[start]

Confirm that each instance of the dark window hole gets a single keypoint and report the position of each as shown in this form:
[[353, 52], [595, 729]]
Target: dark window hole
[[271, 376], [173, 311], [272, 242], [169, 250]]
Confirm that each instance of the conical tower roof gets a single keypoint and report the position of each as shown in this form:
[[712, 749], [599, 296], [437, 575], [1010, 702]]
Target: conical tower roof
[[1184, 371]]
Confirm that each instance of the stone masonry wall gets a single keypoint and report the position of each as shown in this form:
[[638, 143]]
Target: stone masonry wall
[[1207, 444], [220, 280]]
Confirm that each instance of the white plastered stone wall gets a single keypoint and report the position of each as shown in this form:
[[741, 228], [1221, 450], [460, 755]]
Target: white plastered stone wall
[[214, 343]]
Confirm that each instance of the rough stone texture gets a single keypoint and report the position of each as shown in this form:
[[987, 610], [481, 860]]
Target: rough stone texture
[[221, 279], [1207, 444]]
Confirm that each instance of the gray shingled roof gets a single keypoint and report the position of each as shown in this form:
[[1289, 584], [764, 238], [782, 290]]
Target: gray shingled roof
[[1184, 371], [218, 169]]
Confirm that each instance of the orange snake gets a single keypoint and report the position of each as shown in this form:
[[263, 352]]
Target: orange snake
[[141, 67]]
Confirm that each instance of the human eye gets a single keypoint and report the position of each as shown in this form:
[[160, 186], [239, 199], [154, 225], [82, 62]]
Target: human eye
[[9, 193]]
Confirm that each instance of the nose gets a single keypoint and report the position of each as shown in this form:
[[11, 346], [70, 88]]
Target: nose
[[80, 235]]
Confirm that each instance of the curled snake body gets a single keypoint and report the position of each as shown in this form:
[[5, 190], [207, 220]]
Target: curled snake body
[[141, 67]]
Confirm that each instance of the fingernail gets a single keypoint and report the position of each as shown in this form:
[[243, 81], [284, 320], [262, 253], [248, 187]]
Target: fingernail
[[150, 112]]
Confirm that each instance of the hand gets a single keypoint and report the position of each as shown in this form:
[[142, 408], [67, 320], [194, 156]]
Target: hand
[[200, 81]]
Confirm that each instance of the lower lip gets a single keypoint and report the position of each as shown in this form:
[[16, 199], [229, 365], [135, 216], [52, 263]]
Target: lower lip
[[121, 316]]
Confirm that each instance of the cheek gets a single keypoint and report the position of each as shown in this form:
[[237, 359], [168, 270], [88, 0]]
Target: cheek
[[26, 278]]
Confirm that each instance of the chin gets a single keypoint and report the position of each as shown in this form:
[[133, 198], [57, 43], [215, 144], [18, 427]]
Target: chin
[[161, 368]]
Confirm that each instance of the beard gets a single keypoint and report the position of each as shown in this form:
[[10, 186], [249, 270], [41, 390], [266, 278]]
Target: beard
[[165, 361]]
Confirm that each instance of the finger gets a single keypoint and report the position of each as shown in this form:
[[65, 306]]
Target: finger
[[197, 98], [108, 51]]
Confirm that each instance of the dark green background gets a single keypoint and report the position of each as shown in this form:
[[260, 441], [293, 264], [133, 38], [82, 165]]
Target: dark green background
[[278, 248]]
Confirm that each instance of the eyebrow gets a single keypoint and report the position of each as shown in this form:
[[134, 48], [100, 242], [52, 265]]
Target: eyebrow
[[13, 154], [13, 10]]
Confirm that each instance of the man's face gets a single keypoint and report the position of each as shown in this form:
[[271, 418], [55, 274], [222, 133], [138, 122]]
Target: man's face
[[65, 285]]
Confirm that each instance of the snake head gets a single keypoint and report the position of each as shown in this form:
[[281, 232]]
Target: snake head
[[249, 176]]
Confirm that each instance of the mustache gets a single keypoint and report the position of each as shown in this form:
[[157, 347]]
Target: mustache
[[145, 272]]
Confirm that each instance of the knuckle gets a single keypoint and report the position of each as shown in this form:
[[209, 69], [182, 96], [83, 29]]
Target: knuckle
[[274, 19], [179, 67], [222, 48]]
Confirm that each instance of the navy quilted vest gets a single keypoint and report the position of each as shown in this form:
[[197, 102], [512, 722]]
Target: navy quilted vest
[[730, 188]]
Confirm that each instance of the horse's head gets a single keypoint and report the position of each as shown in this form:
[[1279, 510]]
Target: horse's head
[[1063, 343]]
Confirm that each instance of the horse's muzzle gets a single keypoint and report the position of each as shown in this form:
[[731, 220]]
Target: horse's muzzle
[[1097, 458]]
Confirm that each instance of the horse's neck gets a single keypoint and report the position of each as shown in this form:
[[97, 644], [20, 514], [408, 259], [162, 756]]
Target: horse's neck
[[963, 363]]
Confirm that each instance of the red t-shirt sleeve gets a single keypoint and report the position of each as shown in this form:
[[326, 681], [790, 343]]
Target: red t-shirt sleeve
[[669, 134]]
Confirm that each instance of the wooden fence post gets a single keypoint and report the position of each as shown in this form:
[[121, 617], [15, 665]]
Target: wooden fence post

[end]

Rewrite all the items above, putting "give the coordinates of each" wherever "report the position of each" appears and leaving every other word unchanged.

Confirm that each instance of the dark window hole gets a single keypoint and give the coordinates of each as shown in this form:
[[353, 52], [595, 729]]
Target: dark window hole
[[271, 376], [173, 311], [272, 242], [169, 250]]
Confirm that each instance of the conical tower roof gets a single keypoint and give the coordinates of each as shown in this form:
[[712, 749], [599, 296], [437, 575], [1010, 702]]
Target: conical tower roof
[[1184, 371]]
Confirm that each instance of the stone masonry wall gets a single keypoint and give the coordinates of each as shown in this form:
[[638, 143]]
Target: stone masonry wall
[[1207, 444], [220, 280]]
Confirm that each instance of the white plastered stone wall gets a single keypoint and give the coordinates of each as shown in this form:
[[741, 228], [1221, 450], [460, 755]]
Target: white plastered stone wall
[[214, 343]]
Confirm that each instance of the rough stone texture gets a single keypoint and give the coordinates of each as shown in this form:
[[987, 610], [481, 860]]
Target: rough stone texture
[[221, 279], [1207, 444]]
Confirm that each instance of the gray shingled roof gets a single keypoint and give the coordinates of each as shown in this form:
[[1289, 584], [764, 238], [782, 290]]
Target: gray shingled roof
[[1184, 371], [218, 169]]
Confirm that each instance of the orange snake gets a single keypoint and give the coordinates of each as shown in this form:
[[263, 352]]
Target: orange snake
[[141, 67]]
Confirm that each instance of the human eye gets a single keypoint and give the coordinates of each as shown in this form:
[[160, 186], [239, 199], [154, 225], [82, 62]]
Target: human eye
[[9, 193]]
Confirm that each instance of the nose gets a single keypoint and give the coordinates of each as shown in this form:
[[11, 346], [70, 88]]
Target: nose
[[80, 235]]
Confirm that each instance of the curled snake body gets a single keypoint and give the coordinates of each as shown in this form:
[[5, 190], [207, 220]]
Target: curled snake body
[[141, 67]]
Confirm that each instance of the fingernail gets a single keypoint and give the coordinates of each as shown in this form:
[[243, 81], [284, 320], [262, 253], [248, 187]]
Target: fingernail
[[150, 112]]
Confirm that each instance of the hand gets a single keypoint and give the coordinates of each as shown in this form:
[[142, 408], [67, 320], [194, 156]]
Target: hand
[[200, 81]]
Confirm that each instance of the lower lip gets a single keypoint and give the coordinates of each as shown in this form:
[[16, 199], [229, 365], [135, 216], [52, 263]]
Target: lower lip
[[121, 316]]
Confirm that each instance of the cheek gets a single keypoint and give the coordinates of each as shown in this form:
[[237, 359], [168, 270], [88, 0]]
Target: cheek
[[26, 278]]
Confirm that each instance of the chin gets a single keypoint and give the coordinates of each as shown in this form:
[[133, 198], [57, 43], [215, 144], [18, 427]]
Target: chin
[[161, 368]]
Confirm that each instance of the beard gets a single keypoint and give the coordinates of each as shown in this form:
[[10, 186], [249, 270], [41, 390], [266, 278]]
Target: beard
[[165, 361]]
Confirm that each instance of the finger gets a single keypoint and give the coordinates of each as shown in this form:
[[65, 306]]
Target: finger
[[197, 98], [108, 51]]
Confirm that each instance of the dark green background gets a single keypoint and give the coordinates of each as shown in this form:
[[260, 441], [293, 264], [133, 38], [82, 165]]
Target: dark green background
[[278, 248]]
Confirm that each instance of the eyebrow gets a single keypoint and give the coordinates of each as shown in this form:
[[134, 48], [100, 242], [52, 265]]
Target: eyebrow
[[13, 154], [13, 10]]
Confirm that each instance of the man's face gets a single keypoint and give the coordinates of each as shown in this form:
[[271, 418], [55, 274], [222, 133], [138, 122]]
Target: man's face
[[65, 285]]
Confirm that each instance of the snake head gets a single keypoint and give the coordinates of each as shown in this form:
[[281, 232]]
Target: snake head
[[249, 176]]
Confirm that each instance of the mustache gets a single keypoint and give the coordinates of each as shown in this form:
[[157, 347]]
Target: mustache
[[145, 272]]
Confirm that each instance of the knuckle gets a single keypoint and give the coordinates of each as shown in this form:
[[209, 69], [182, 96], [83, 29]]
Target: knuckle
[[274, 19], [179, 67], [222, 48]]
Confirm that each instance of the navy quilted vest gets a single keypoint and give the coordinates of each as shown in this form:
[[197, 102], [512, 722]]
Target: navy quilted vest
[[730, 188]]
Confirm that each instance of the horse's head gets a single keypoint and give the coordinates of each as shown in this form:
[[1279, 510]]
Target: horse's head
[[1063, 343]]
Confirm that each instance of the horse's muzzle gets a single keypoint and give the coordinates of each as shown in this form:
[[731, 220]]
Target: horse's muzzle
[[1097, 458]]
Confirm that each instance of the horse's neck gets a single keypoint and give the coordinates of each as shown in this form:
[[97, 644], [20, 514], [408, 259], [162, 756]]
Target: horse's neck
[[963, 363]]
Confirm that each instance of the red t-shirt sleeve gets a single keypoint and give the coordinates of each as shown in this form:
[[326, 681], [790, 343]]
Target: red t-shirt sleeve
[[669, 134]]
Confirm that each instance of the wooden fence post gets a single keypoint and give the coordinates of each as shown in this form:
[[121, 617], [15, 665]]
Target: wooden fence post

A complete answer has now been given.